▶ _GOALS_
(1) Summarize the forum thread on using a Radeon HD 7970 with an Nvidia 3D Vision monitor in two sentences.
(2) Tally the lines of the records that contain the string 'single', treating case as significant, and give only the number.

▶ _READING PASSAGE_
————————
# Is Radeon HD 7970 compatible with an Nvidia 3D vision enabled monitor?



## 15th Warlock (Jan 13, 2012)

Hey guys, just got back from our vacation, and heard about this shiny new card released by AMD, I'm itching to get my hands on a couple of those cards, but I also just ordered a couple new Acer 27" 3D monitors to complete my surround 3D setup (5760x1080p)

My question is: are the 7970s gonna be able to output 3D graphics to these monitors in Eyefinity, or am I stuck with Nvidia for the rest of my life?

If you guys have had any experience using a 7970 card with an Nvidia 3D vision monitor, or if you have any info on the subject, your input will be greatly appreciated


----------



## erocker (Jan 13, 2012)

Compatable monitors are here: http://www.amd.com/us/products/technologies/amd-hd3d/pages/supported-hardware.aspx


----------



## 15th Warlock (Jan 13, 2012)

erocker said:


> Compatable monitors are here: http://www.amd.com/us/products/technologies/amd-hd3d/pages/supported-hardware.aspx



Thank you very much for your reply  

Then Kepler it is


----------



## erocker (Jan 13, 2012)

15th Warlock said:


> Then Kepler it is



Whenever that's going to be.  You could try posting over on the AMD game forums to see what some of them have to say.


----------



## MasterInvader (Jan 13, 2012)

I know this will sound "fanboy" but if you want 3D Vision/3D Surround with 3D Glasses stay away from AMD and go with Nvidia.


----------



## 15th Warlock (Jan 13, 2012)

erocker said:


> Whenever that's going to be.



My thoughts exactly  Was anxious to hear any news from CES but it was a no show... Will try posting on their boards thanks for the suggestion 



MasterInvader said:


> I know this will sound "fanboy" but if you want 3D Vision/3D Surround with 3D Glasses stay away from AMD and go with Nvidia.
————————
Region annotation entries
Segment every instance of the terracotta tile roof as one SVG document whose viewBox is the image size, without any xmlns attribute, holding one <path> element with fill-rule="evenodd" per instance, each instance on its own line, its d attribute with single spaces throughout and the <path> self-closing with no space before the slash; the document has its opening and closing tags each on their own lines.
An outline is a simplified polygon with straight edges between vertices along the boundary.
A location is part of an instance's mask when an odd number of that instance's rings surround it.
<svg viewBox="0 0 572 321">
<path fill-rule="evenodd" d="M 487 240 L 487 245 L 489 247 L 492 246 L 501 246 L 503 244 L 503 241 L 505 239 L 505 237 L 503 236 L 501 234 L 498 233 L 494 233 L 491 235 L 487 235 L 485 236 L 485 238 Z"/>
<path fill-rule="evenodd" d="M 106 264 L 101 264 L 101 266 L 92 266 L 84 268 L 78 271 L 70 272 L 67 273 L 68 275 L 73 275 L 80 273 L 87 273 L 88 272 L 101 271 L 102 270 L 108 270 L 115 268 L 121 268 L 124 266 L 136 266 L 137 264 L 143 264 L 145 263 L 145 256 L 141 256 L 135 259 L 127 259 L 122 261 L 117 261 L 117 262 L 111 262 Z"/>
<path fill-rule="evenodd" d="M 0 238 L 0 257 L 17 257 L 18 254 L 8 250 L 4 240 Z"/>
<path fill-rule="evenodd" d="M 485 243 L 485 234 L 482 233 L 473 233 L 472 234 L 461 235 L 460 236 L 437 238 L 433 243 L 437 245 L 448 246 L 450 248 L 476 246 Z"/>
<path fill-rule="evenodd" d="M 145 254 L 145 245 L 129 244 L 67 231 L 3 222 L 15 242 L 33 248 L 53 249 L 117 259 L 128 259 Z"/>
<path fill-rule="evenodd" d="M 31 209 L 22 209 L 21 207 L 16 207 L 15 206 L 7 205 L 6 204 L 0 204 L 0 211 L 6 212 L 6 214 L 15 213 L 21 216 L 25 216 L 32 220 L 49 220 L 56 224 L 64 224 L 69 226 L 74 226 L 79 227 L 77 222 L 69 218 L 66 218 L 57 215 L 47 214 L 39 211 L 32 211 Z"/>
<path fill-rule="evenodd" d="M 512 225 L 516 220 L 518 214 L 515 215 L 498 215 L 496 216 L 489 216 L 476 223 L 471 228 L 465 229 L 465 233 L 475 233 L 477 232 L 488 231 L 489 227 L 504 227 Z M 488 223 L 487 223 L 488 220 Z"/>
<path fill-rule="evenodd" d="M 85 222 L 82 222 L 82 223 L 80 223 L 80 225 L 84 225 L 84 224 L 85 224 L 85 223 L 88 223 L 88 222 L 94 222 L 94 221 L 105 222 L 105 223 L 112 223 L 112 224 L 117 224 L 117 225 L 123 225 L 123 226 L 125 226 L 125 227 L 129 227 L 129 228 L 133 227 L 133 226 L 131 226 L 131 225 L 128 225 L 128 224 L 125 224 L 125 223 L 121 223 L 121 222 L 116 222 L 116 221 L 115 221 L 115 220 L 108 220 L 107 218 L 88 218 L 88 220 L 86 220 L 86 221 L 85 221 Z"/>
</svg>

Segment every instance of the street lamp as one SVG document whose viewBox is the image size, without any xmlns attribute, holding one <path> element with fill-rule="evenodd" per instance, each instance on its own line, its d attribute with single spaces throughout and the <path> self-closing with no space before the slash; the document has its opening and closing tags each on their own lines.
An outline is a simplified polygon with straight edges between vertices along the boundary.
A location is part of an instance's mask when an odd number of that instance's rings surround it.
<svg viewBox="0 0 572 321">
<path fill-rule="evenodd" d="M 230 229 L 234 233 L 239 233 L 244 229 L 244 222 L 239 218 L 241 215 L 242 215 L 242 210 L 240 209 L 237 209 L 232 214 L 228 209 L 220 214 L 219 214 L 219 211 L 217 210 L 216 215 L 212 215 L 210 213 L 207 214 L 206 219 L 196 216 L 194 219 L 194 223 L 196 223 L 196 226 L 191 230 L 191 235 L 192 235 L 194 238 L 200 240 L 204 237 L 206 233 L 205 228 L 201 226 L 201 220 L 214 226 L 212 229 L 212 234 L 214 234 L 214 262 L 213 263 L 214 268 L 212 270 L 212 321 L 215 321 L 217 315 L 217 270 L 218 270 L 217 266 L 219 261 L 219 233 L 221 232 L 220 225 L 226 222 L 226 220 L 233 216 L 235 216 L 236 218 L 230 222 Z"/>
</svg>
————————
▶ _SOLUTIONS_
(1) 15th Warlock, who has ordered Acer 27" 3D monitors for a 5760x1080p surround 3D setup, asks whether Radeon HD 7970 cards can output 3D graphics to them in Eyefinity. erocker posts a link to AMD's list of compatible monitors and suggests asking on the AMD game forums, 15th Warlock replies "Then Kepler it is," and MasterInvader advises staying away from AMD and going with Nvidia for 3D Vision/3D Surround with 3D glasses.

(2) 2